## WHAT YOU WILL DO
Return each line from the entries below that contains the word "water", copied in full.

## DATA SHOWN
※ ※ ※

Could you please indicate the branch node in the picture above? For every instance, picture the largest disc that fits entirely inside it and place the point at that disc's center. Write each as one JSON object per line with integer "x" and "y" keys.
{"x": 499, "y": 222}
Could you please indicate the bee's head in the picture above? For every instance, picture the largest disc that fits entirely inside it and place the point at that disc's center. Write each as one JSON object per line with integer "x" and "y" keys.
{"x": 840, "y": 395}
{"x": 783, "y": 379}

※ ※ ※

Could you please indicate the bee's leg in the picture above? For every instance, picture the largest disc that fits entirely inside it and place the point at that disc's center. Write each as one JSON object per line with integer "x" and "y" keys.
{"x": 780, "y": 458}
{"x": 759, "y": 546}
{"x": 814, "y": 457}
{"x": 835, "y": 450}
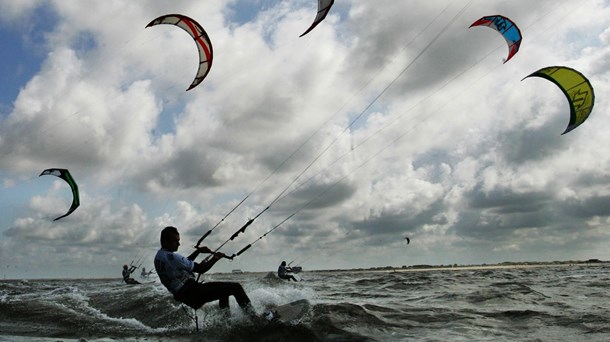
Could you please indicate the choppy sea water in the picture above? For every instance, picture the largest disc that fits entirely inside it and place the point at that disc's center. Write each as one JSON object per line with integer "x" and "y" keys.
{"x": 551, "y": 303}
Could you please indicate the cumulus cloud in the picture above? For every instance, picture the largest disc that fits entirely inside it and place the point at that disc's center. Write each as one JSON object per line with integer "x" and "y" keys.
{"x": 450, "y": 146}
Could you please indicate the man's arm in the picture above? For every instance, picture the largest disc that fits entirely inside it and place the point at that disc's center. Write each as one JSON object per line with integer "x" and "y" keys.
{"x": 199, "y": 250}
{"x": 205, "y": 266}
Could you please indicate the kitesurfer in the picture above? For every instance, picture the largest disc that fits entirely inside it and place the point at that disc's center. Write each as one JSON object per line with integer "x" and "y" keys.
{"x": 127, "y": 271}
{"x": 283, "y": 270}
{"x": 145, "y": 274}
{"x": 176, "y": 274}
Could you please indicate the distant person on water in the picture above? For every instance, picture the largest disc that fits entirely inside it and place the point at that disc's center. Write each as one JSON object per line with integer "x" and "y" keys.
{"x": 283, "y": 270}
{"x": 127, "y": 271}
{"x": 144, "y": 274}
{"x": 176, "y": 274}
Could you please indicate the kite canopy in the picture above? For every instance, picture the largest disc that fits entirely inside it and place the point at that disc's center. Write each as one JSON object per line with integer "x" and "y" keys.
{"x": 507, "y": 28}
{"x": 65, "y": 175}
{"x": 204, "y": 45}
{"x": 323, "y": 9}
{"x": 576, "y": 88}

※ ※ ※

## TASK RESPONSE
Could you please indicate the choppy sea water in the picture above? For every instance, picture the largest disc that fits entirely inside it and place the point at that disc's center. Write each as one JSON object per line with integer "x" and "y" keys.
Could you please indicate the distant person on water in the picture above? For every instance, picture the largest disc that fits entirely inside it and place the point at that disc's center. Write each as one JSON object per line with integer "x" and "y" keys.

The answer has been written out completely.